*What this exercise asks*.
A. Condense the paragraph of the seminar announcement beginning "Abstract: Influenza pandemics have occurred" into a bulleted list that keeps its main facts.
B. Answer these questions from the seminar announcement:
(i) Where is the presentation held?
(ii) During what hours are refreshments offered?
(iii) What two examples of non-pharmaceutical interventions are given?
C. Extend the seminar announcement past its final sentence, writing the next part.

Non-Pharmaceutical Intervention Strategies for Pandemic Influenza Outbreaks by Dr. Dayna Martinez
~Date: Friday, March 21, 2014
Time: 10:00am to 11:00am (Refreshments from 9:30am to 10:00am)
Location: 435 Curry Student Center
Abstract: Influenza pandemics have occurred an average of three times every century since the 1500s. There is an ominous expectation that a severe pandemic could occur and infect between 20 to 47 million people in the U.S. alone with an economic impact ranging between $71.3 and $166.5 billion. Pharmaceutical interventions (PHIs) with vaccines and antivirals are the most effective methods of mitigation; however, availability of PHIs is unlikely to be adequate during the early stages of a pandemic. Non-pharmaceutical interventions (NPIs), such as quarantine and school closure, offer a viable alternative and may be the only intervention strategy for many undeveloped countries. We developed effective NPI strategies and in this presentation we demonstrate the efficacy of these strategies on large-scale simulated outbreaks involving three different scenarios of virus transmissibility. We modeled pandemic influenza outbreaks using an agent-based simulation approach. The model incorporates detailed population demographics and dynamics, variety of mixing groups and their contact processes, infection transmission process, and non-pharmaceutical interventions. Using a statistical experimental design approach we examine the influence of characteristic parameters of virus epidemiology, social behavior, and non-pharmaceutical interventions on various measures of pandemic impact such as total number of infections, deaths and contacts. The experimental design approach also yields the knowledge of the extent of interactions among the above parameters. The results show that significant improvements in the NPI based pandemic mitigation approaches can be attained by the strategies derived from our methodology.

*The data*.
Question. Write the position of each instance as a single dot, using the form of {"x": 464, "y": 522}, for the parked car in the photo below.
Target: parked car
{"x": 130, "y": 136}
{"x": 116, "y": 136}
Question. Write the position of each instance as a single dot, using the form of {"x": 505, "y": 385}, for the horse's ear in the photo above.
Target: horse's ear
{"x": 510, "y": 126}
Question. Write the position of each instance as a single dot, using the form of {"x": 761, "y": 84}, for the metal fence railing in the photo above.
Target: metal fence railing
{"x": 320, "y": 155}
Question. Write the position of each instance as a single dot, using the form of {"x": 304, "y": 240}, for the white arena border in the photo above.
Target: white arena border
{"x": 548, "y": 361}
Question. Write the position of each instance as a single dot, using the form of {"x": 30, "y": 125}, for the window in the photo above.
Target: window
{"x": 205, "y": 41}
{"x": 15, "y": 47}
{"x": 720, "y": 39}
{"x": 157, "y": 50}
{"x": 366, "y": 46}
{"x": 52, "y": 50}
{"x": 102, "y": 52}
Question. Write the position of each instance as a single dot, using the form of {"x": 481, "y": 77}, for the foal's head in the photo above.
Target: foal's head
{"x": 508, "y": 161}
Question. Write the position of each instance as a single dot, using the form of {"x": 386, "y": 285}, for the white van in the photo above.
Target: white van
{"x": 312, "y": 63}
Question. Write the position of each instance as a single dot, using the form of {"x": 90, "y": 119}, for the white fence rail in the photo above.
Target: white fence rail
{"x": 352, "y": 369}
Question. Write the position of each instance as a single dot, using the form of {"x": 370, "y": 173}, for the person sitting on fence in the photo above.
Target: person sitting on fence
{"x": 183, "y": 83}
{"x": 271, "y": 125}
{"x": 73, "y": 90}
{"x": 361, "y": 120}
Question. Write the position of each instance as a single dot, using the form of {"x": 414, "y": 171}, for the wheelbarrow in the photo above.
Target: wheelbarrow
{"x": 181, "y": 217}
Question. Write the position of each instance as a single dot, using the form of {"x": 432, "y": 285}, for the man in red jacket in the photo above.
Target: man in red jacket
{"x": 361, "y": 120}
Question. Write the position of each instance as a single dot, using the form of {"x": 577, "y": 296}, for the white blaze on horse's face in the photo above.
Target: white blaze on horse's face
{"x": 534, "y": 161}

*Outputs for the tasks*.
A.
- Influenza pandemics have occurred about three times per century since the 1500s.
- A severe pandemic could infect 20 to 47 million people in the U.S., with an economic impact of $71.3 to $166.5 billion.
- Vaccines and antivirals (PHIs) are the most effective mitigation methods but are unlikely to be adequate early in a pandemic.
- Non-pharmaceutical interventions (NPIs), such as quarantine and school closure, are a viable alternative and may be the only option for many undeveloped countries.
- The presentation demonstrates the efficacy of the developed NPI strategies on large-scale simulated outbreaks under three virus transmissibility scenarios.
- Outbreaks were modeled with an agent-based simulation that includes population demographics and dynamics, mixing groups and their contact processes, infection transmission, and NPIs.
- A statistical experimental design examines how parameters of virus epidemiology, social behavior, and NPIs affect total infections, deaths, and contacts, as well as how these parameters interact.
- The results show that the derived strategies can significantly improve NPI-based pandemic mitigation.

B.
(i) 435 Curry Student Center
(ii) From 9:30am to 10:00am
(iii) Quarantine and school closure

C.
Bio: Dayna Lee Martínez completed her Ph.D. in the Industrial and Management Systems Engineering Department of the University of South Florida (USF) in summer 2012. She received her B.S. in Industrial Engineering from the University of Puerto Rico, Mayagüez Campus in 2006 and her M.E. in Industrial Engineering from the University of South Florida in 2008. She is currently a Postdoctoral Research Associate for the Healthcare Systems Engineering Institute (HSyE) at Northeastern University in Boston, MA. Previously, Dayna was a Veterans Engineer Resource Center (VERC) Fellow working at the James A. Hailey Veterans Hospital in Tampa, FL.